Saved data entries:

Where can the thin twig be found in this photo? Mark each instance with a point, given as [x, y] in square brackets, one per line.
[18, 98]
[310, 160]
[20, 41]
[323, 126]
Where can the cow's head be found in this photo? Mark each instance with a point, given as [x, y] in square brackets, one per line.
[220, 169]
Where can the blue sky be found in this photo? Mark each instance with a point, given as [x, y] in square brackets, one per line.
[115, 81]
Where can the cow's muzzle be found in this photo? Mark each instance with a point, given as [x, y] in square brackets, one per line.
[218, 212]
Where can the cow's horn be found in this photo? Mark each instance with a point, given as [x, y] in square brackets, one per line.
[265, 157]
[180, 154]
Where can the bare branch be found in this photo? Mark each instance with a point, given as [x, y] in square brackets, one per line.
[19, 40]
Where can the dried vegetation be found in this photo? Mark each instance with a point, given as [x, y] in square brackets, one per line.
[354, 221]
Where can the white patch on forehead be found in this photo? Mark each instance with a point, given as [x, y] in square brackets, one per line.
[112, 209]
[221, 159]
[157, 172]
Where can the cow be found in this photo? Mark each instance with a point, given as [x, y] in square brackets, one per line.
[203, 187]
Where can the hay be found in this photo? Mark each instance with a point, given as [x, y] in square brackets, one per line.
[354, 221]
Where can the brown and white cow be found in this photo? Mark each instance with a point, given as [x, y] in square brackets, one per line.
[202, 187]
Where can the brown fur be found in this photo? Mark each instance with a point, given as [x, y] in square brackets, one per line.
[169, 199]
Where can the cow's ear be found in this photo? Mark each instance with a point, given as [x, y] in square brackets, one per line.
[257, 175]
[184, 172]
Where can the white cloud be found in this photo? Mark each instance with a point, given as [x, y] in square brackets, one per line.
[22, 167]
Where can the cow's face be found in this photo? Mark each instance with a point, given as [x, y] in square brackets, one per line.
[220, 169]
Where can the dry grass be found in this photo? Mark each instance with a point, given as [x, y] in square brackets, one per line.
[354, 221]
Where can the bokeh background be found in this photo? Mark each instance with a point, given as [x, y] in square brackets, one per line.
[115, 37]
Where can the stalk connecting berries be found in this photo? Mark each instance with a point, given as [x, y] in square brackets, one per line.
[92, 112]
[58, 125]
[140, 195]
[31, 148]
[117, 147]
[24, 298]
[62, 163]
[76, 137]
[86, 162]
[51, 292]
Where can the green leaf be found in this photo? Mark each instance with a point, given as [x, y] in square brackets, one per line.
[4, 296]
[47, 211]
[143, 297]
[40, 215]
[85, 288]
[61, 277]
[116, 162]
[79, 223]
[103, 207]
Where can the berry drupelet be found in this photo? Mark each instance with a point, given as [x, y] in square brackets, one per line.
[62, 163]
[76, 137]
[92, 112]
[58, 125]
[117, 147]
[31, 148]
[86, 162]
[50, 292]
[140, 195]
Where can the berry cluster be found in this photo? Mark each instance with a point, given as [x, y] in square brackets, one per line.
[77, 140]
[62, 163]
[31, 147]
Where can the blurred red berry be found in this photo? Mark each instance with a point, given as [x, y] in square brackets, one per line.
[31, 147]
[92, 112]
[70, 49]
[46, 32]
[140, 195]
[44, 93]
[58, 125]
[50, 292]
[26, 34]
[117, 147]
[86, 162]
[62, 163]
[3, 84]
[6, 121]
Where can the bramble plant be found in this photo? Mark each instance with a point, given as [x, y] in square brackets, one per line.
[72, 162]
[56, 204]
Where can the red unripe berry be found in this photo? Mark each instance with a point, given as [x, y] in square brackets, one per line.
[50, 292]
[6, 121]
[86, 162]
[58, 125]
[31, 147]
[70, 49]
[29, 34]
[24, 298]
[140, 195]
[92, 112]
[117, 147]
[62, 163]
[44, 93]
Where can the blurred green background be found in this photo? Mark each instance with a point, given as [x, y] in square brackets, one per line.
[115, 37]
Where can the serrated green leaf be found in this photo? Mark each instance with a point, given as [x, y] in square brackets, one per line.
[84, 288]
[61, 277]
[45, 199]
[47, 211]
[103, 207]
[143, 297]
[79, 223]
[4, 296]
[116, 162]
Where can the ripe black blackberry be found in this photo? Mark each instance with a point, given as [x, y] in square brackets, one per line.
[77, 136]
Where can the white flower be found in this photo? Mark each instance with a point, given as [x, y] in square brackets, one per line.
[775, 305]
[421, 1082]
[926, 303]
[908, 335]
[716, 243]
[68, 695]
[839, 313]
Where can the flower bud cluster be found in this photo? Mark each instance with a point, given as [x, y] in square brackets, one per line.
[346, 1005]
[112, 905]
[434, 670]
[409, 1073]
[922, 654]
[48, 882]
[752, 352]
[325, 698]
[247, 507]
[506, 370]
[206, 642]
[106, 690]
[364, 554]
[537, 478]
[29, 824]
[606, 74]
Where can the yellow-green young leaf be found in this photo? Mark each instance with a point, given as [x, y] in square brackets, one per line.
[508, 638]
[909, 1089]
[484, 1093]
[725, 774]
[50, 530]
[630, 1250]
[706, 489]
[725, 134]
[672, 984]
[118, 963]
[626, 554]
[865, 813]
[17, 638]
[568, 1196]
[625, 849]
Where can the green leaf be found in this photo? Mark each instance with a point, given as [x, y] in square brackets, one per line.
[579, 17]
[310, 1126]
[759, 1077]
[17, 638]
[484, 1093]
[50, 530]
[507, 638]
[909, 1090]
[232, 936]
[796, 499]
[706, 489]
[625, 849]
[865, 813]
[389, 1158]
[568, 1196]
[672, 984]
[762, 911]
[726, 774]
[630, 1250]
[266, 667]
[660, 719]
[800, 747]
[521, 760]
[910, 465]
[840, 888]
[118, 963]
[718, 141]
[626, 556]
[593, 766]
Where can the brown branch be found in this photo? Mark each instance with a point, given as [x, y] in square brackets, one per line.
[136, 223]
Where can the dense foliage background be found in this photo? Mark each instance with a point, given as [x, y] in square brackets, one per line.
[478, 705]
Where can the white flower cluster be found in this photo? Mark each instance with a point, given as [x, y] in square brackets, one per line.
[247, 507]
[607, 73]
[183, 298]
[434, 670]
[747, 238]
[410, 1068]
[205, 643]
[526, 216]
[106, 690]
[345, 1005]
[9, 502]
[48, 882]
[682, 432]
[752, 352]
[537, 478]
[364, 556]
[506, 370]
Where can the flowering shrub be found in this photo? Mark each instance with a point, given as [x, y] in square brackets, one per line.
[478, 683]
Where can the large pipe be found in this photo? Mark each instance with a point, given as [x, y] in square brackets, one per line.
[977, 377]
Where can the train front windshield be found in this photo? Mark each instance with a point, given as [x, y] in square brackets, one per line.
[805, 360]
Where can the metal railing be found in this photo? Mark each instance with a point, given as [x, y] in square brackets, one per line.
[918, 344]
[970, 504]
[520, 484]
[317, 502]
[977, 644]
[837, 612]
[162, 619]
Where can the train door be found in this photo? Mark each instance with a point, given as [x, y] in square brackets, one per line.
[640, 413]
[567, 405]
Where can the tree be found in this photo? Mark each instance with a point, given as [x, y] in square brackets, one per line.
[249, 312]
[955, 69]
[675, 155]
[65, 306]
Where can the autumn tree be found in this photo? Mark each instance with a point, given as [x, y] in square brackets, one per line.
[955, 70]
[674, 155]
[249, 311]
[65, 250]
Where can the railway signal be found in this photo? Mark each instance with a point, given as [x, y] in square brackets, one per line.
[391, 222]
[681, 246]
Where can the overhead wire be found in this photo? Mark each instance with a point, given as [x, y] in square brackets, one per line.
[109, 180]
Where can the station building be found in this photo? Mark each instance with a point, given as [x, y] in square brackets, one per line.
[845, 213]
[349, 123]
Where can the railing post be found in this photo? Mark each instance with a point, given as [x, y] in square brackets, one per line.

AIM OF THE TASK: Give back exactly the lines that run from the line with "Where can the train front" through the close of the material, counting both ends, and nothing more.

SOLUTION:
Where can the train front windshield be found in this photo? Mark each instance with a point, given as [x, y] in square brackets, one per line.
[805, 360]
Where can the metal railing be found in this photo? Mark each instance with a point, given as [x, y] in square brackets, one per line.
[918, 344]
[970, 504]
[520, 484]
[317, 502]
[977, 644]
[837, 612]
[162, 619]
Where can the train door be found in this photo? Mark each instance with a point, given as [x, y] in square brackets, one per line.
[640, 413]
[567, 405]
Where can the tree be found in this photo? Mark each instance with a point, given as [x, y] in square brackets, one per line.
[249, 312]
[955, 69]
[675, 155]
[65, 306]
Where can the autumn tree be found in this photo? Mark each instance with a point, given as [x, y] in square brackets, one per line.
[955, 70]
[674, 155]
[249, 311]
[65, 250]
Where can the railway signal be found in this photo? Mark each instance with a point, given as [x, y] in square brackets, one per line.
[391, 222]
[681, 246]
Where can the overhead wire be found in this photo? Mark each instance with a point, given as [x, y] in square brackets, one per line.
[109, 180]
Where can the station building be found in this photo? Mark each instance with a point, given as [x, y] in square brackets, one per line.
[845, 213]
[349, 123]
Where can the railing post be found in this photo? Mark each instance with a point, given as [x, y] in square brackets, one per line.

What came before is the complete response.